- _Sayfadan Alıntı_
Empati kültürü
Ahmed F. Yüksel
 

Başını açmak ya da kapamak, herkesin kendi vereceği bir karardır. Bu nedenle genç kızlara "aile baskısıyla kapanıyorlar" genellemesiyle yaklaşıp “onların üzerinde  bir baskı oluşturuluyor” denmesi bana biraz garip geliyor.

İnançlı bir aile, herkes gibi, evladını yetiştirmekte serbesttir. Allah Rasulü (s.a.v) bu noktaya atıfta bulunarak: “Her doğan çocuk İslâm fıtratı üzerine doğar, ancak annesi alır, onu Hıristiyan yapar, babası onu Yahudi veya Mecusi yapar” demiyor mu?

“Annesi- babası” derken, onların genetiğinden bahsettiği kuşkusuz. Ancak böylesi dışa vuran ve kesin kabul gören sosyal bir yaşam biçimidir.

Kısacası, ailelerin, çocukları üzerinde tasarruf etme yetkisi vardır. Mesela diledikleri okula gönderme, tuttukları takıma yönlendirme, giyim kuşamlarına karışma gibi.

Bu arada, malûm imtihanlara hazırlanmak kaydıyla adeta bir zulüm ve işkenceye tabi tutulan çocukların, birden büyüme evresine adım attıklarına tanık oluyoruz.

Aslında onlar kendilerini dinleyecek, dertlerini,  sıkıntılarını paylaşacak birini arıyorlar; anlattıkça açılıyor, arada olumsuz durumlar çıksa bile, sonuçta rahatlıyorlar.

Ne var ki, bu aşamada dahi bir baskıya maruz bırakılıyorlar. Yine de asla tesettürde olduğu gibi bir yaygara koparılmaya çalışılmıyor.

Sonuç olarak “gençlerin büyük çoğunluğu” nasıl giyineceklerine, davranışlarına kendi iradeleriyle karar veriyor.

Toplumsal yaşamda İlginç olan bir şey daha var; kimilerinin yaş ilerledikçe kapanması.

Buradaki temel yanlış şu: Bir kadın, adet görme halinden düşmüşse, kapanması gerekmiyor. Hüküm böyle. Ancak her konuda olduğu gibi, burada da yanlış bir algılama söz konusu.

Ben, bu konuyla ilgili olarak defalarca yazdım. Yazı içeriğiyle ilgisi olmadığı için şimdi o detaylara girmeyeceğim.

Dikkât ediyorsanız bir diğer ayrıntı da, çevrenizdeki bazı insanların iyi ya da kötü diye takdim edilmesi. Onlara o şekilde bakıIması.

Örneğin, dindar bir çevre; örtülü hanıma olumlu, sevecen, sıcak bir şekilde yaklaşırken, başı açık olana çok daha farklı davranabiliyor. Çok yanlış bir davranış bu diyebilirim. İşte bizim toplum olarak uzlaşmayı bilemediğimiz, kıvıramadığımız noktalar burada yatıyor.

Halbuki; bu anlamsız görüşlere kapılmak yerine, “empati kurmak ve insanların seçim haklarına saygı gösterip yaşam tarzlarını” olduğu gibi kabul ederek içimize sindirmek gerekmiyor mu?

- _Sorular ve Görevler_
**1.** Empati kültürü yazısına göre aşağıdaki soruları cevaplayın.
(a) Başını açmak ya da kapamak kimin vereceği bir karardır?
(b) Ailelerin çocukları üzerindeki tasarruf yetkisine hangi örnekler veriliyor?
(c) Dindar bir çevre örtülü hanıma nasıl yaklaşıyor?
**2.** Empati kültürü yazısında "Bu arada, malûm" sözlerinden başlayıp "iradeleriyle karar veriyor." sözlerine kadar, bunlar da dahil olmak üzere, olan kısmı kelimesi kelimesine yeniden yazın.

- _Toplanan Veriler_
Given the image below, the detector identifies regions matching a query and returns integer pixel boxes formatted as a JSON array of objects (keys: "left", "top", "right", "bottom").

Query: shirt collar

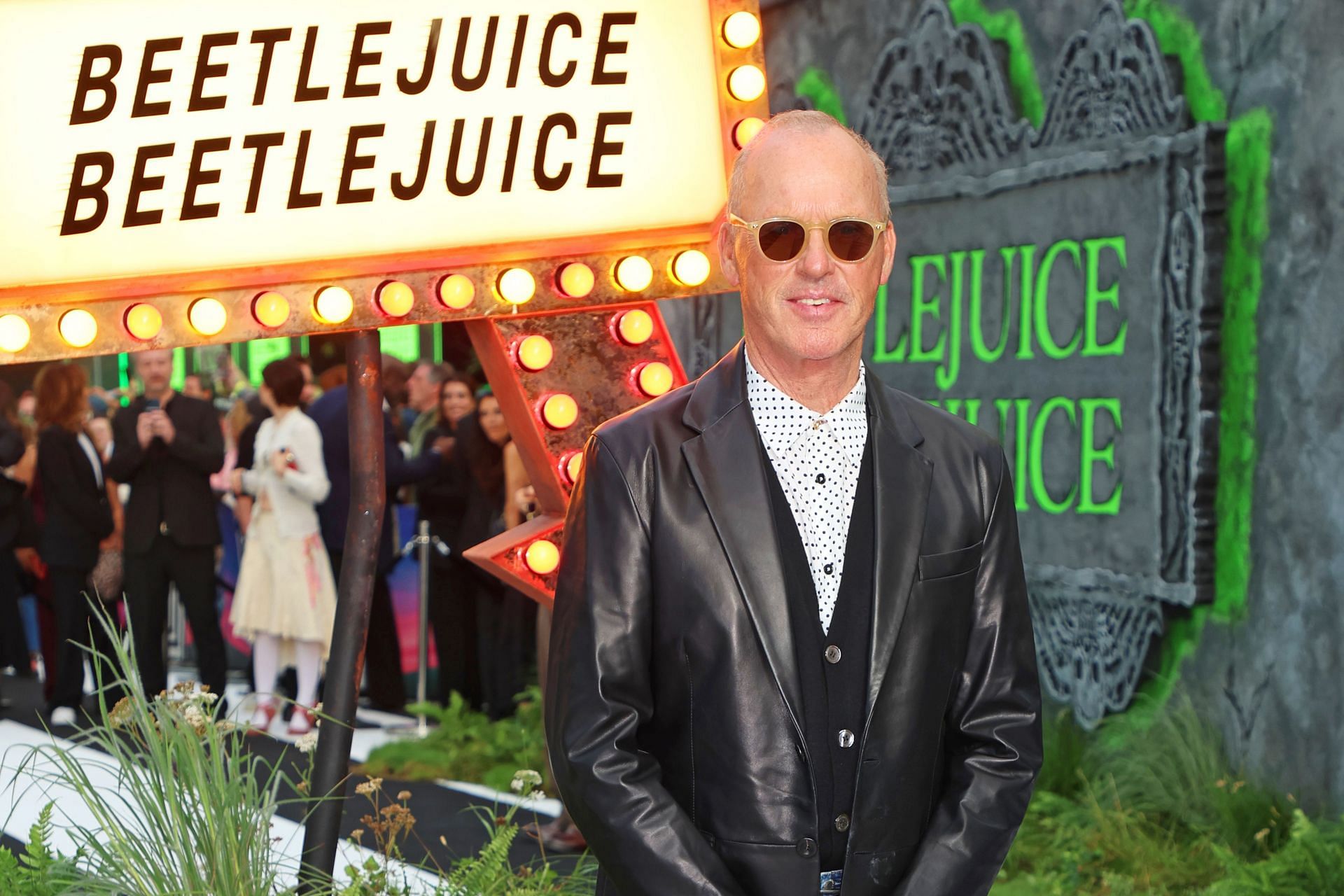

- _Alıştırma Cevapları_
**1.**
(a) Herkesin kendi vereceği bir karardır.
(b) Diledikleri okula gönderme, tuttukları takıma yönlendirme ve giyim kuşamlarına karışma.
(c) Olumlu, sevecen ve sıcak bir şekilde.

**2.**
Bu arada, malûm imtihanlara hazırlanmak kaydıyla adeta bir zulüm ve işkenceye tabi tutulan çocukların, birden büyüme evresine adım attıklarına tanık oluyoruz.

Aslında onlar kendilerini dinleyecek, dertlerini,  sıkıntılarını paylaşacak birini arıyorlar; anlattıkça açılıyor, arada olumsuz durumlar çıksa bile, sonuçta rahatlıyorlar.

Ne var ki, bu aşamada dahi bir baskıya maruz bırakılıyorlar. Yine de asla tesettürde olduğu gibi bir yaygara koparılmaya çalışılmıyor.

Sonuç olarak “gençlerin büyük çoğunluğu” nasıl giyineceklerine, davranışlarına kendi iradeleriyle karar veriyor.